Start of Block

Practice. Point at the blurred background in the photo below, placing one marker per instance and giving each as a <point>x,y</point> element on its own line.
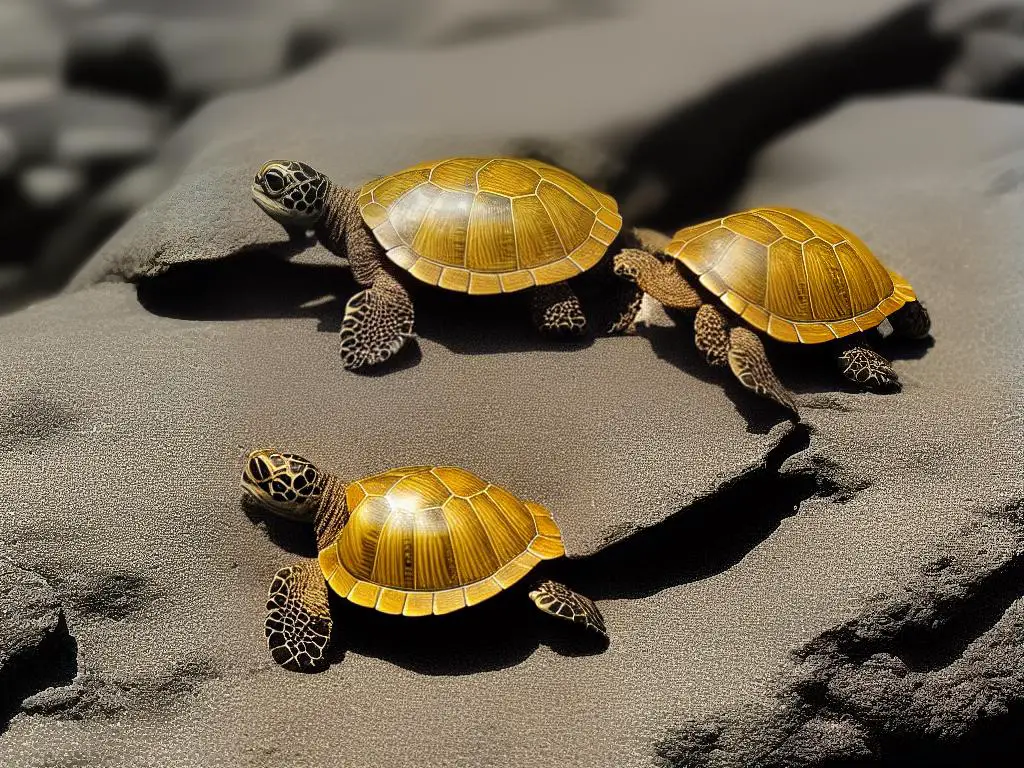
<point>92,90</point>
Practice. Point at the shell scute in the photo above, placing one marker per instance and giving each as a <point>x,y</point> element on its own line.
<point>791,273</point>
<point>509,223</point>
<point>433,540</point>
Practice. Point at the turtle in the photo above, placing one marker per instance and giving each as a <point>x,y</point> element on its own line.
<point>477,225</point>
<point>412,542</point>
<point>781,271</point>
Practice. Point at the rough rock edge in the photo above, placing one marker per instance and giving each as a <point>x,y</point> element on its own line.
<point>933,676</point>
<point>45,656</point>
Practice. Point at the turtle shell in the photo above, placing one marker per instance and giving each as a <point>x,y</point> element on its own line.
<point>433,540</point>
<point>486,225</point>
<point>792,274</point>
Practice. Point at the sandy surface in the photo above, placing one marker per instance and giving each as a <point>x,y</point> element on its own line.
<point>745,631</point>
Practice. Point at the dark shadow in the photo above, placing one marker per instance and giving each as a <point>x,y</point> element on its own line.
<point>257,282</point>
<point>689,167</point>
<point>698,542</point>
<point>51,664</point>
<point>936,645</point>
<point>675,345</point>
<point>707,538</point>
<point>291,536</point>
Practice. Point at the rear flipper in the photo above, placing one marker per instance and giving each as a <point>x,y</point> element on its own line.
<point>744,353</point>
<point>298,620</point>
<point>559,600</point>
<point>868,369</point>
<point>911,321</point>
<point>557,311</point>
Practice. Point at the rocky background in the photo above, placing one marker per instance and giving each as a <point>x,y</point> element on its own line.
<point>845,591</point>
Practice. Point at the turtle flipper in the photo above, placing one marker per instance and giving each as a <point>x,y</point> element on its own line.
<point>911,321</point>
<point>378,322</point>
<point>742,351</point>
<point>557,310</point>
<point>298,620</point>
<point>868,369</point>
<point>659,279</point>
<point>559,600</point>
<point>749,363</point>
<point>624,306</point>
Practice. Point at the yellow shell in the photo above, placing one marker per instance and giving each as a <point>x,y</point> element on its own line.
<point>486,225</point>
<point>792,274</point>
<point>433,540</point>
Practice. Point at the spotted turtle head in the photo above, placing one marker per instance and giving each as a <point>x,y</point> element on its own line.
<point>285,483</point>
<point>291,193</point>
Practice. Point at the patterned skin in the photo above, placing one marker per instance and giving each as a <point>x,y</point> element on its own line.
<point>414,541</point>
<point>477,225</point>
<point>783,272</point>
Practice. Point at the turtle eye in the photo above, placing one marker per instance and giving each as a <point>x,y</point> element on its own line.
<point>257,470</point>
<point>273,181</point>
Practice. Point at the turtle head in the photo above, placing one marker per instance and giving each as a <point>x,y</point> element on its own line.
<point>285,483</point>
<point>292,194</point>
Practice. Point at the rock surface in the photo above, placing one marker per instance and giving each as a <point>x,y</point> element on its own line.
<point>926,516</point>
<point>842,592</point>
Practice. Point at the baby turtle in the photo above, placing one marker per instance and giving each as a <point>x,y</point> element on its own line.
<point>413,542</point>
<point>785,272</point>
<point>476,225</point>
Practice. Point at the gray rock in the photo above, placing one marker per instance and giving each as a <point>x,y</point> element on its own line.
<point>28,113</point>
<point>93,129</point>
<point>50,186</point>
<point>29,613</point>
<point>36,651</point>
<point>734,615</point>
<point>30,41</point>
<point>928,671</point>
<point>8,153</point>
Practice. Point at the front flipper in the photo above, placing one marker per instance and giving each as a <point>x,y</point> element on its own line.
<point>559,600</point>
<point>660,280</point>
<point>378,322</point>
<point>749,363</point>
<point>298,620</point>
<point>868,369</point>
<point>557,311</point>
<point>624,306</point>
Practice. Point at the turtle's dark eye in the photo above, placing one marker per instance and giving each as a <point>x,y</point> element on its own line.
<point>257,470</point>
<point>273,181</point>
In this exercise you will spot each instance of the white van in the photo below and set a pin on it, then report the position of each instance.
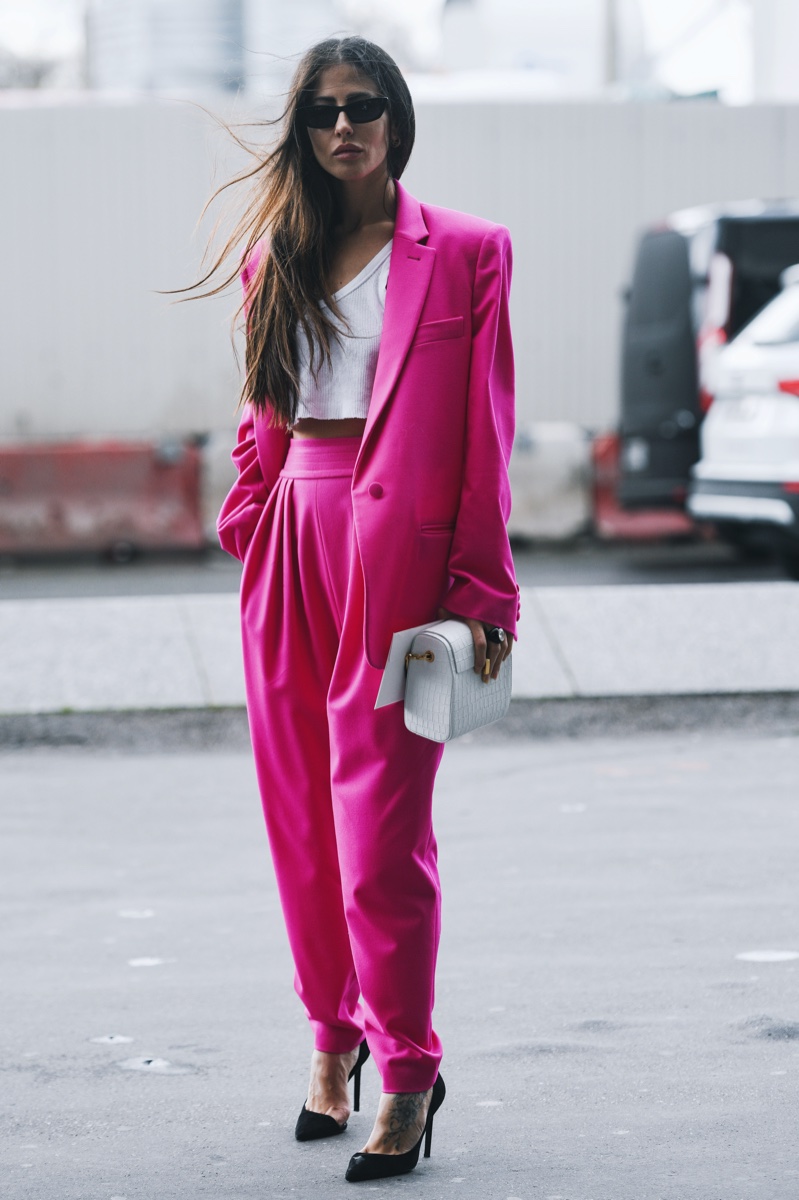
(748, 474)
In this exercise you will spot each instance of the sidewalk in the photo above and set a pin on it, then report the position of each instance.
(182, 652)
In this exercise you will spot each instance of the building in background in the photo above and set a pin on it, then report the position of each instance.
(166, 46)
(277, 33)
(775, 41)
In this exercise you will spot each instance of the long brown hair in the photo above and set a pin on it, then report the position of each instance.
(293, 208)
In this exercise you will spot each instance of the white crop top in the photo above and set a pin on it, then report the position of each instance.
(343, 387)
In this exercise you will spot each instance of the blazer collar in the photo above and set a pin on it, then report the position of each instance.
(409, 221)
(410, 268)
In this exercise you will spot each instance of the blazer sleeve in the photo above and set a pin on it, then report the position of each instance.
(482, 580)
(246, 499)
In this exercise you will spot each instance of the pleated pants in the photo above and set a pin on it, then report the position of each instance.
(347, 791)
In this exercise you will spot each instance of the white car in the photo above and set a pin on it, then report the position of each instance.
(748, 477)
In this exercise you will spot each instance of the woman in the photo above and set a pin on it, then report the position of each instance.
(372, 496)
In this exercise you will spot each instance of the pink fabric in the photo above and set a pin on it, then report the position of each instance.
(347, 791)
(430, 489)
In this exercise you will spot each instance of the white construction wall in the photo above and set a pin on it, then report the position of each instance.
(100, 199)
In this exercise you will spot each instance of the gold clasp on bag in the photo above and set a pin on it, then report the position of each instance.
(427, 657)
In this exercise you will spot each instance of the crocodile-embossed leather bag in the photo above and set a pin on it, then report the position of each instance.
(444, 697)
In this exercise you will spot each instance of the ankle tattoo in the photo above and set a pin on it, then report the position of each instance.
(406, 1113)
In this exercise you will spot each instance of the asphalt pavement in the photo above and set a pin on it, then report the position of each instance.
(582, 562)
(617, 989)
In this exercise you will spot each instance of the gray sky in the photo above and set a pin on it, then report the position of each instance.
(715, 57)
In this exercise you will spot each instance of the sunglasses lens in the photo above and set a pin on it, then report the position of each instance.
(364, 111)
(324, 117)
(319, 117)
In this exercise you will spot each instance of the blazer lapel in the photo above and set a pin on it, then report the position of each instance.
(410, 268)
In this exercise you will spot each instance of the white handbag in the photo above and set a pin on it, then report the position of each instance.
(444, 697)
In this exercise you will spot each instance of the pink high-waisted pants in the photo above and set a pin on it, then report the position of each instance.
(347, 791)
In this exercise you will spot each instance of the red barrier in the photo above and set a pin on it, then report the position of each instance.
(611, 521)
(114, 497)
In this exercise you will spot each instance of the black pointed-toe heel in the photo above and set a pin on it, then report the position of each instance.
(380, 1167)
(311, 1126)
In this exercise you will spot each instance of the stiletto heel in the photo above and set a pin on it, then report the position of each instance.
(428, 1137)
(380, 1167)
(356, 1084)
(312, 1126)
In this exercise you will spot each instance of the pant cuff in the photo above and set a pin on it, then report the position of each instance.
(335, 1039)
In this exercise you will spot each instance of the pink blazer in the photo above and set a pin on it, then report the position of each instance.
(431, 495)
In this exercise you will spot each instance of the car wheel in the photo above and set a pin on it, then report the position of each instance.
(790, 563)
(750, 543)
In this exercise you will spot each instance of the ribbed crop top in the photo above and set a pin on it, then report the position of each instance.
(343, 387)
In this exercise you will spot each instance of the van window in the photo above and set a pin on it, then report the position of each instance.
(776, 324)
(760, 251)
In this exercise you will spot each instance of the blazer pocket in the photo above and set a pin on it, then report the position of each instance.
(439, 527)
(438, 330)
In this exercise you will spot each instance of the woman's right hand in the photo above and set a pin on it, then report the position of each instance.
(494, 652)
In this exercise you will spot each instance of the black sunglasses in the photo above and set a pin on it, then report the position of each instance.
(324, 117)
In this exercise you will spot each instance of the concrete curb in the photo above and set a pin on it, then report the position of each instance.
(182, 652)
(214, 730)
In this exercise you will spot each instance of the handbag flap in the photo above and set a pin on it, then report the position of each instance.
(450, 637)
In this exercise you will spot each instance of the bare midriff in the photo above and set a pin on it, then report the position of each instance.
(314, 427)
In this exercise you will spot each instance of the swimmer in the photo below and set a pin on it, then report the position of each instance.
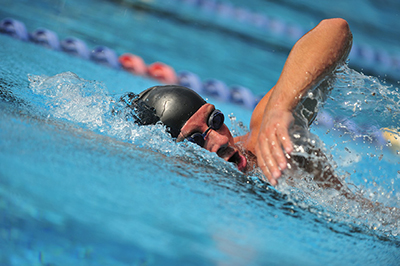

End of Block

EXERCISE DETAILS: Your response should consist solely of the lines from the line with "In this exercise you will spot each instance of the bare" through the last line of the entries above, printed exactly and without pictures.

REPLY:
In this exercise you will spot each instance of the bare midriff in the photo above and set a pin on it, then report the position of each instance.
(314, 427)
In this exercise you will spot each instance of the swimmer in the photo below and set a pin on it, then report the position of each instance.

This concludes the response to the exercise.